*EXERCISE INSTRUCTIONS:*
Could each record be written out again exactly as it stands?

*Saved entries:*
☆ ☆ ☆

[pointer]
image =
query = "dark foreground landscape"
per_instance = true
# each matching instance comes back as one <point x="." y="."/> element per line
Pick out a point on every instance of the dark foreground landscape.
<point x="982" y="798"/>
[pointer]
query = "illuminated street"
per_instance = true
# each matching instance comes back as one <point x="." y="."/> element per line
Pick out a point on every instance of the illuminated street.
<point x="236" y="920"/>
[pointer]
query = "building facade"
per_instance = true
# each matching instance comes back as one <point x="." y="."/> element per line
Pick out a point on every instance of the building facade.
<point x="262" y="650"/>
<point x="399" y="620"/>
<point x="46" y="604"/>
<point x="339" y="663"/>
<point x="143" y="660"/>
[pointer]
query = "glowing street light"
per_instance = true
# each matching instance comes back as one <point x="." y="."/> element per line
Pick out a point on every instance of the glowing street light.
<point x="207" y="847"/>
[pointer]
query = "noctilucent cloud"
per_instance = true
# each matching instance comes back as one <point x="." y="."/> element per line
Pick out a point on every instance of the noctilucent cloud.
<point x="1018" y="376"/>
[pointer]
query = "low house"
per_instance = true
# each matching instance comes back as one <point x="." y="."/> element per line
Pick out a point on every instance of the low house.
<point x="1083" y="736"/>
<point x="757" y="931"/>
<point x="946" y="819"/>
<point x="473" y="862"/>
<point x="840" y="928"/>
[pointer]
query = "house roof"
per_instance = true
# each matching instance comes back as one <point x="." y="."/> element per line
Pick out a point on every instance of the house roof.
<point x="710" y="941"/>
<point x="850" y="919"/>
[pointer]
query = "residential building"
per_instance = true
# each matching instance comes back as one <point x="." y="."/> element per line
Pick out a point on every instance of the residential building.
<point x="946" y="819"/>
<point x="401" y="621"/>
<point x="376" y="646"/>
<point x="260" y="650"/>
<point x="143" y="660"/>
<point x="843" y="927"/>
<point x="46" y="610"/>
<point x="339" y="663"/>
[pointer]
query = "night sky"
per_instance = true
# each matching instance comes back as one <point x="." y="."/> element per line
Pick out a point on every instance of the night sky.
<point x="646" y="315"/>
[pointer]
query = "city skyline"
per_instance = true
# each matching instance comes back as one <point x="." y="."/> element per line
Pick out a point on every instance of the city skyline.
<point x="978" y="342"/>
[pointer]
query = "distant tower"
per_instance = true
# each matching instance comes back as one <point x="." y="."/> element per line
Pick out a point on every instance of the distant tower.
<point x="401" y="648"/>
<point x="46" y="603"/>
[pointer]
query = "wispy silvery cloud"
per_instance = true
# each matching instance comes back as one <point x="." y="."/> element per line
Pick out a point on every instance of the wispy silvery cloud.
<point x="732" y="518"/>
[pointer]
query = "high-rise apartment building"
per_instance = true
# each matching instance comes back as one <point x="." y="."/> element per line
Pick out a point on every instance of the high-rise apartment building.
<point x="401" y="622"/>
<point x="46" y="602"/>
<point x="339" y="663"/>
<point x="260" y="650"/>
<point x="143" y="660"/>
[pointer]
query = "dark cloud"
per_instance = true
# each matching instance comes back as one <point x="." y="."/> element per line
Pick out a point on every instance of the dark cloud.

☆ ☆ ☆

*EXPECTED ANSWER:*
[pointer]
image =
query = "dark foreground landscape"
per_instance = true
# each matching instance comes back as one <point x="." y="."/> element per line
Pick out a point on every instance of the dark foreground landscape.
<point x="982" y="798"/>
[pointer]
query = "illuminated street"
per_instance = true
# each matching instance comes back as one <point x="." y="."/> element per line
Pick out a point on every instance of the illuminated street.
<point x="236" y="920"/>
[pointer]
query = "building facade"
per_instance = true
# each matching instance comes back as one <point x="." y="."/> element per line
Pick out a point on every instance of the building facade.
<point x="262" y="650"/>
<point x="399" y="620"/>
<point x="46" y="604"/>
<point x="339" y="663"/>
<point x="143" y="660"/>
[pointer]
query = "glowing street light"
per_instance = true
# each matching instance comes back as one <point x="." y="."/> element per line
Pick out a point on every instance of the glowing street light.
<point x="207" y="847"/>
[pointer]
query = "noctilucent cloud"
per_instance = true
# each matching instance comes back as one <point x="." y="."/> element per line
Pick out a point on every instance of the noctilucent cloud.
<point x="1018" y="376"/>
[pointer]
query = "low house"
per_instance = true
# each matching instance comes back as one <point x="." y="."/> element per line
Pick out a point on every instance of the low house.
<point x="1083" y="736"/>
<point x="757" y="931"/>
<point x="946" y="819"/>
<point x="473" y="862"/>
<point x="840" y="928"/>
[pointer]
query = "house roof"
per_instance = true
# each matching instance comes back as one <point x="." y="."/> element per line
Pick out a point on every instance of the house roof.
<point x="710" y="941"/>
<point x="850" y="919"/>
[pointer]
query = "residential building"
per_instance = true
# each matching instance comes back as one <point x="." y="."/> element per line
Pick out a point on every instance of the residential building.
<point x="946" y="819"/>
<point x="401" y="621"/>
<point x="376" y="646"/>
<point x="260" y="650"/>
<point x="143" y="660"/>
<point x="843" y="927"/>
<point x="46" y="610"/>
<point x="339" y="663"/>
[pointer]
query = "night sky"
per_instance = true
# each matching instance comes back as one <point x="." y="."/> element per line
Pick out a point on every instance of the night sky.
<point x="646" y="315"/>
[pointer]
query = "city skyline"
per_instance = true
# each matching instance comes back as one <point x="." y="."/> element per line
Pick out a point on every instance of the city skyline.
<point x="978" y="342"/>
[pointer]
query = "distant tower"
per_instance = true
# each matching instance comes back as one <point x="." y="."/> element per line
Pick out a point on every instance of the distant tower.
<point x="401" y="648"/>
<point x="46" y="603"/>
[pointer]
query = "wispy silvery cloud"
per_instance = true
# each matching instance comes back as one <point x="." y="."/> element per line
Pick out a point on every instance of the wispy silvery cloud.
<point x="732" y="518"/>
[pointer]
query = "high-rise apartment building"
per_instance = true
# each matching instance comes back as one <point x="." y="."/> element per line
Pick out a point on every instance of the high-rise apartment building.
<point x="401" y="622"/>
<point x="46" y="602"/>
<point x="339" y="663"/>
<point x="260" y="650"/>
<point x="143" y="660"/>
[pointer]
query = "dark cloud"
per_instance = true
# each matching instance comes back as one <point x="." y="."/> element per line
Pick out a point on every instance of the dark cloud.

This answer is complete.